Textauszug ▸
Interview

»Ich hatte großes Glück«

Nach einigen Monaten im russischen Gefängnis: German Moyzhes genießt seine wiedergewonnene Freiheit in Deutschland. Foto: Rolf Walter

Herr Moyzhes, Sie lebten überwiegend in Sankt Petersburg, hatten aber auch einen Wohnsitz in Köln. Ende Mai wurden Sie in Russland verhaftet und in das berüchtigte Lefortowo-Gefängnis in Moskau gebracht. Im August waren Sie Teil des wohl größten Gefangenenaustauschs seit Ende des Kalten Krieges und kamen nach Deutschland zurück. Wie oft haben Sie Ihre Inhaftierung durchlebt?
Die Erinnerung kommt zwar immer wieder hoch, aber ich habe professionelle Hilfe in Anspruch genommen. Eine Traumatherapie hat das ganz gut abfedern können. Und im Moment habe ich nicht den Eindruck, dass mich das Erlebte langfristig verfolgen wird.

Welche Gedanken sind Ihnen durch den Kopf gegangen, als die Polizei Sie verhaftet hat? Sie waren an dem Tag mit dem Fahrrad unterwegs.
Ich war gerade abgestiegen. Und dann habe ich auf einmal eine Gruppe von Männern gesehen, und schon saß ich im Auto. Das ging sehr schnell. Da wurde mir schon klar, was mir blüht. Die Polizisten trugen mir die Anschuldigungen vor – Hochverrat. Das Strafmaß: zwischen zwölf Jahren und lebenslänglich.

Das muss ein Schock für Sie gewesen sein.
Ja, das war hart. Doch es ist deren Strategie, erst einmal einen Menschen richtig unter Druck zu setzen, damit er zu allem Ja sagt und bereitwillig Informationen liefert.

Was hat der Ermittlungsrichter zu Ihnen gesagt?

Übungsmaterial ▸

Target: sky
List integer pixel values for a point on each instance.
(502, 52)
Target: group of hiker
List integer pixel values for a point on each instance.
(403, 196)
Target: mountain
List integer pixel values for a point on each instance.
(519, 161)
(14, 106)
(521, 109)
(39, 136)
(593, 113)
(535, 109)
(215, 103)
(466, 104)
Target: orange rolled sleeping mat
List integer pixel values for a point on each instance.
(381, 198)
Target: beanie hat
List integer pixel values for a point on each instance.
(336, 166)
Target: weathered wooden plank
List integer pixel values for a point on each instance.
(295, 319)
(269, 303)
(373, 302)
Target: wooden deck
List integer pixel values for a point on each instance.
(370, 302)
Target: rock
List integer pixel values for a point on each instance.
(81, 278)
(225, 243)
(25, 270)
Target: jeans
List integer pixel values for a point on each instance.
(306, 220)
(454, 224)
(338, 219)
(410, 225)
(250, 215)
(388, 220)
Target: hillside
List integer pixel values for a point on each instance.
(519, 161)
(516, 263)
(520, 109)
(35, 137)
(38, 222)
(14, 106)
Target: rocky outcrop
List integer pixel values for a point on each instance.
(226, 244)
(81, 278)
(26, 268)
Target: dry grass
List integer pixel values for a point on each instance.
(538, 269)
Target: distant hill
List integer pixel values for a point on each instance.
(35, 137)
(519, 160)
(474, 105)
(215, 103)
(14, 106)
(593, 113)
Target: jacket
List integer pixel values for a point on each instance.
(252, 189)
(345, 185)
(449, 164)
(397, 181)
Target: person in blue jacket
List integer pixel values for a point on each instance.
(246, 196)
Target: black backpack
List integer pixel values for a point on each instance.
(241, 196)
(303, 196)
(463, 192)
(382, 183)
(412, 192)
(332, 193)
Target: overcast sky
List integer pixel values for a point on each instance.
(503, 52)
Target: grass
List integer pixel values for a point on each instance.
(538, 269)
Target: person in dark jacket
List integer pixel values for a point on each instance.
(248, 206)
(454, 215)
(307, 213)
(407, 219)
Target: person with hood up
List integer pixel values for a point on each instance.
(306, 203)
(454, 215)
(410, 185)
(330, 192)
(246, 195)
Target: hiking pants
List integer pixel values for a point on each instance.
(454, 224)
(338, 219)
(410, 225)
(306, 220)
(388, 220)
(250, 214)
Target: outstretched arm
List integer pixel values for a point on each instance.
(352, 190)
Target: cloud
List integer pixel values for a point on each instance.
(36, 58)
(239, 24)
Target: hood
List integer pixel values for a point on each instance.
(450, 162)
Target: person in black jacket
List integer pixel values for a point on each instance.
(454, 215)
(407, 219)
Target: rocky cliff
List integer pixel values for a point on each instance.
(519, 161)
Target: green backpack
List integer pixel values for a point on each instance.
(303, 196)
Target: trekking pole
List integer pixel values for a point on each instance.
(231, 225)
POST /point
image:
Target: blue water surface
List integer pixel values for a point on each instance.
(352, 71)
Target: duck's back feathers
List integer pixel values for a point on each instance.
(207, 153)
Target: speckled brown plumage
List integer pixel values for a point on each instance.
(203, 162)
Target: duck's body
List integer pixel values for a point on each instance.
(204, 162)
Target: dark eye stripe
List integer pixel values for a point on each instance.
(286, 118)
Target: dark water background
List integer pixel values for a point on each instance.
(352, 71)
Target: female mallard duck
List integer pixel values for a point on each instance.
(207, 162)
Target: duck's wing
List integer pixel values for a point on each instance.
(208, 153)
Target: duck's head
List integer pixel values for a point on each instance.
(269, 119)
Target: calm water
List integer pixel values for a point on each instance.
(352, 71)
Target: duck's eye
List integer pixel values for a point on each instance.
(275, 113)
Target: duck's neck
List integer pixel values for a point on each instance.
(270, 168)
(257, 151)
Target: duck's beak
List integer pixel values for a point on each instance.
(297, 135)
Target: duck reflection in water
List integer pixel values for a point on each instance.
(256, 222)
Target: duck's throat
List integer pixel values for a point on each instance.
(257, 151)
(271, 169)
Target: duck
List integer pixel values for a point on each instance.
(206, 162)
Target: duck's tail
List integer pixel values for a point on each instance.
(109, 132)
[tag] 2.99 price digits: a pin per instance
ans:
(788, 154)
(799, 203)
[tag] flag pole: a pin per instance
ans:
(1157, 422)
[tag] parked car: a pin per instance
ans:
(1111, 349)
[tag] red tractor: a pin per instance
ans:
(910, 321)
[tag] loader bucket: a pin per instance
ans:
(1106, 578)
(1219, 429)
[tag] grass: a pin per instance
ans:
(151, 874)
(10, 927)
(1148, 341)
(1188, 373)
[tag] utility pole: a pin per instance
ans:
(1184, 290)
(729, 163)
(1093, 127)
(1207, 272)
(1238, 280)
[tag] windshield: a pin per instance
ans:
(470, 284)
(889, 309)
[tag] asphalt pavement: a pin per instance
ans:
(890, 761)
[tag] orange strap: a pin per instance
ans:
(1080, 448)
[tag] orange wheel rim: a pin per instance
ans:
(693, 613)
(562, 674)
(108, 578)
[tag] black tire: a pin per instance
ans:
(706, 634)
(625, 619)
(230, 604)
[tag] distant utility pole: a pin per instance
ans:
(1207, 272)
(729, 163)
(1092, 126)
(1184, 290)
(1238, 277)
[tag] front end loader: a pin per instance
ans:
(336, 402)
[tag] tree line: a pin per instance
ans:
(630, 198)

Aufgaben ▸
[A] Übertragen Sie aus dem Interview über German Moyzhes den Satz „Eine Traumatherapie hat das ganz gut abfedern können.“ ins Englische.
[B] Setzen Sie das Interview über German Moyzhes im Anschluss an seine letzte Zeile fort.
Das Material hat mit dem Interview nichts zu tun.

Lösungen ▸
[A] Trauma therapy was able to cushion that quite well.

[B]
Dass ich erst einmal nicht an das höchste Strafmaß denken soll. Das sei unrealistisch. Ich solle mich an der Untergrenze orientieren. Das waren zwölf Jahre – auch nicht gerade wenig. Sie haben versucht, mich ein bisschen damit zu ködern, aber auch zu beruhigen, weil das Profis sind. Die wollen ja nicht, dass sich die Menschen etwas antun.

Sie kamen als Kind mit Ihrer Mutter aus Sankt Petersburg nach Köln und besitzen die russische sowie die deutsche Staatsangehörigkeit. Zudem sind Sie Mitglied der Synagogengemeinde Köln und haben eine Torarolle für die Gemeinde in Baden-Baden gespendet.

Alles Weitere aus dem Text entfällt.